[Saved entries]

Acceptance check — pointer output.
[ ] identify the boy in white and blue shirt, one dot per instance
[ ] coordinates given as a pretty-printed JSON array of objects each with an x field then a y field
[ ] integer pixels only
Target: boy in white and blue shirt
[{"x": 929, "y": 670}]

Aim of the exercise
Every record should be repeated exactly; please leave none out.

Response
Acceptance check — pointer output.
[ ] identify the boy in white and blue shirt, one dot per instance
[ ] coordinates given as a pretty-printed JSON array of objects each with an x field then a y field
[ ] integer pixels only
Target: boy in white and blue shirt
[{"x": 929, "y": 670}]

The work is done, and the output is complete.